Das alles erfahren wir am ersten Tag unseres Besuchs bei USM in Bühl. Am nächsten Tag erwartet uns die Besichtigung des Werkes, in dem alle in Deutschland verkauften Möbel zusammen gebaut werden. Doch vorher geht es erst einmal ins Hotel, ein luxuriöses Hotel im Herzen Baden Badens. Hier entsteht das Gruppenfoto auf der Treppe. Die Geschäftsführerin von USM begleitet uns an diesem Abend und hat auch das Restaurant ausgewählt, in dem wir hervorragend essen: ein Tarte aus Tomate und Mozzarella mit Basilikum und Parmaschinken, danach Zander- oder Rinderfilet mit lila Kartoffelpüree und Zuckerschoten mit Safranschaum bzw. grünen Bohnen und Portweinjus. Das Dessert habe ich ihnen fotografiert. Der Geschmack war so wie es aussieht, nein eigentlich besser! Einige gehen dann ins Casino, wie es sich gehört in Baden Baden, die anderen trinken an der Bar im Hotel einen Gute-Nacht-Drink und hören dabei live Loungemusik. Angenehm erschöpft von dem ereignisreichen Tag legen wir uns in raschelnde Fünf-Sterne-Betten.

Am nächsten Morgen geht's leider weiter - wir sind uns einig: wir wollen hier bleiben. Die Sonne scheint, es ist warm, ein prachtvoller Herbsttag! Baden Baden so vornehm, grün und unaufregend - nach hektischen Wiesn- und Messezeiten eine wahre Wohltat.

☆ ☆ ☆

* _ZU ERLEDIGEN_:
1. Gib aus dem Bericht über den USM-Besuch den Abschnitt von "Am nächsten Morgen" bis einschließlich "eine wahre Wohltat." wortgetreu aus.
2. Nimm den Bericht über den USM-Besuch nach seinem letzten Satz wieder auf und schreibe ihn weiter.

☆ ☆ ☆

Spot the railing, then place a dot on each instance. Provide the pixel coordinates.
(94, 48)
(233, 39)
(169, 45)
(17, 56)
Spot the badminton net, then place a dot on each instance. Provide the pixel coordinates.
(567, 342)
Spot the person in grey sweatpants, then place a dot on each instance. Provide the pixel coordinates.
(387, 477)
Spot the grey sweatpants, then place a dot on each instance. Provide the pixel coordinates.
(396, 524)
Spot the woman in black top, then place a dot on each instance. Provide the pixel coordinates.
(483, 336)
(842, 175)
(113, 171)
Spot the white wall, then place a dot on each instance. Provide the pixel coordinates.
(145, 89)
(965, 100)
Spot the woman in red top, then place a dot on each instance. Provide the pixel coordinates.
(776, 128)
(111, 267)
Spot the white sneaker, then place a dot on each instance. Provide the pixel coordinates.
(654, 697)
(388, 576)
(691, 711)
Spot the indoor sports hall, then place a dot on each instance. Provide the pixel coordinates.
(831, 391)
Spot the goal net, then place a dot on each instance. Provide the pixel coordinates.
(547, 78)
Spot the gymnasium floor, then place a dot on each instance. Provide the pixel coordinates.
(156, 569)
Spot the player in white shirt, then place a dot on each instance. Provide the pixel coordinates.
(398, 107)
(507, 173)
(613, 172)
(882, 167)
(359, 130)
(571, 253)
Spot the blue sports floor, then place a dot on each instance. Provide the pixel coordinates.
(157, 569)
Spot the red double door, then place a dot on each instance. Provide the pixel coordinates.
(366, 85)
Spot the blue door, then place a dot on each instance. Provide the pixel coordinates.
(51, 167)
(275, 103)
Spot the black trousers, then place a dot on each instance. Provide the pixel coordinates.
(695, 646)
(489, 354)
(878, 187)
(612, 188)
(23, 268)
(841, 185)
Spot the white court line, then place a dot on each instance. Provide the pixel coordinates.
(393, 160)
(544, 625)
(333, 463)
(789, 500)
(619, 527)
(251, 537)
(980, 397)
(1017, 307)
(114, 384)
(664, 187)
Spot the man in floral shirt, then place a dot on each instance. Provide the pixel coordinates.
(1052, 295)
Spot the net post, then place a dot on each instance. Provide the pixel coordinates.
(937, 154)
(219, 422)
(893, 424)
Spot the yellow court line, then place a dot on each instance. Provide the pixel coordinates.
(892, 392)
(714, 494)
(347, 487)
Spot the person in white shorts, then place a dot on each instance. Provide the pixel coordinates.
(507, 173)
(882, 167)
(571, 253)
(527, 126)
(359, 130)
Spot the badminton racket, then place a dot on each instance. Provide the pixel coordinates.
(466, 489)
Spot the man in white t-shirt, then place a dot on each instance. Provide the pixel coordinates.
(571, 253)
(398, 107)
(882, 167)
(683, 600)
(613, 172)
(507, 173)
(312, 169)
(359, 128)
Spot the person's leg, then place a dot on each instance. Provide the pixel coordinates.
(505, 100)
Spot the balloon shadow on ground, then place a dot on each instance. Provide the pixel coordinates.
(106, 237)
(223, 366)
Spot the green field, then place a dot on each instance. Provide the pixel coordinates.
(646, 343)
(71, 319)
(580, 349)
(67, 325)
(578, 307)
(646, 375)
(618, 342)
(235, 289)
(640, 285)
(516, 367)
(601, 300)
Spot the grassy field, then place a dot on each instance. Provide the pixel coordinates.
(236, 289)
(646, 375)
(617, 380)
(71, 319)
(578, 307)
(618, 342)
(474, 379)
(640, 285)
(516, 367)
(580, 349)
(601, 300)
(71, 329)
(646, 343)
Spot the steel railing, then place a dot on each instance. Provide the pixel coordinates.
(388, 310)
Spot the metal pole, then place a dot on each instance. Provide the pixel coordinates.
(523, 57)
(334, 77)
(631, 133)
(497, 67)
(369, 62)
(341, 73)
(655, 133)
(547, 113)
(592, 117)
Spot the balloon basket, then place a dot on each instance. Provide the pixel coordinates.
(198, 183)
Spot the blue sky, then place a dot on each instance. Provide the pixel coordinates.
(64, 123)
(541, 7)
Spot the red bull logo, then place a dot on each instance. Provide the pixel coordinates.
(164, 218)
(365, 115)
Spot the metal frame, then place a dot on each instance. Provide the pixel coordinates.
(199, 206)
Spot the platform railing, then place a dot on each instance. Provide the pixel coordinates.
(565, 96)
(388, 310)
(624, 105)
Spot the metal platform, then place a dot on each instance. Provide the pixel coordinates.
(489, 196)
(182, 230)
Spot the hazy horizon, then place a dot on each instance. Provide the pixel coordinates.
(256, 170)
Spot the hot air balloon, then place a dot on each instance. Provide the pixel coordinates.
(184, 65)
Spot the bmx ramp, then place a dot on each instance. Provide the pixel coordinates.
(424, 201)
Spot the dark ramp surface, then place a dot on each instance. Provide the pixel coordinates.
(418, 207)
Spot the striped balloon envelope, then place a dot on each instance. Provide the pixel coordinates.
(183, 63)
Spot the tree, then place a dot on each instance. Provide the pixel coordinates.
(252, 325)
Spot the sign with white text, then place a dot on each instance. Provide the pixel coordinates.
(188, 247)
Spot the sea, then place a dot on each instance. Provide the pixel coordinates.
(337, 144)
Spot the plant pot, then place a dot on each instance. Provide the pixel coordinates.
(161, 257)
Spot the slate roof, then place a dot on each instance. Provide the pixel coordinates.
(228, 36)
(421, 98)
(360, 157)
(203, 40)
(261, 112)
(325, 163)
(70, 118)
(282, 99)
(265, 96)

☆ ☆ ☆

* _ERGEBNISSE_:
1.
Am nächsten Morgen geht's leider weiter - wir sind uns einig: wir wollen hier bleiben. Die Sonne scheint, es ist warm, ein prachtvoller Herbsttag! Baden Baden so vornehm, grün und unaufregend - nach hektischen Wiesn- und Messezeiten eine wahre Wohltat.

2.
Doch auch bei USM fühlen wir uns wieder sehr wohl. Heute hören wir die Firmenphilosophie in Bezug auf Nachhaltigkeit - ein Thema, welches man zunächst bei Möbeln nicht erwartet, aber welches sich als enorm naheliegend herausstellt: alle Teile werden aus recyceltem Stahl gefertigt, alle Möbel sind mit sich selbst austauschbar, sodass man eine verkratzte Front nach hinten schrauben kann, abgegebene Möbel werden auf dem „Gebraucht-Markt" zu 75% wieder verkauft und wird tatsächlich einmal ein USM-Möbel entsorgt, wird auch das wieder zu 100% recycelt. Die Abwärme der Lackbrennerei wird zum heizen genutzt, und auf Verpackung beim Transport wird so gut wie komplett verzichtet. Das Gebäude - natürlich auch von Fritz Haller, wurde im vergangenen Jahr energetisch saniert und bitet nun den Mitarbeitern in Verwaltung und in den Montagehallen einen zeitgemäßen Komfort bei niedrigstem Energieverbrauch. Die Größzügigkeit durch Deckenhöhe und Glasfassade erzeugt eine extrem angenehme Arbeitsatmosphäre. Und der Schall ist kein Problem im Großraumbüro: da muss man nur ein paar der USM-Möbel mit Akustikelemten ausstatten, dann passt auch das. Nach dem Mittagsimbiss bei USM sucht sich noch jeder schnell sein Lieblingsmöbel aus und lässt sich bei den vielen Möglichkeiten von Jürgen Dornberger beraten, der in Süddeutschland für den Vertrieb zuständig ist.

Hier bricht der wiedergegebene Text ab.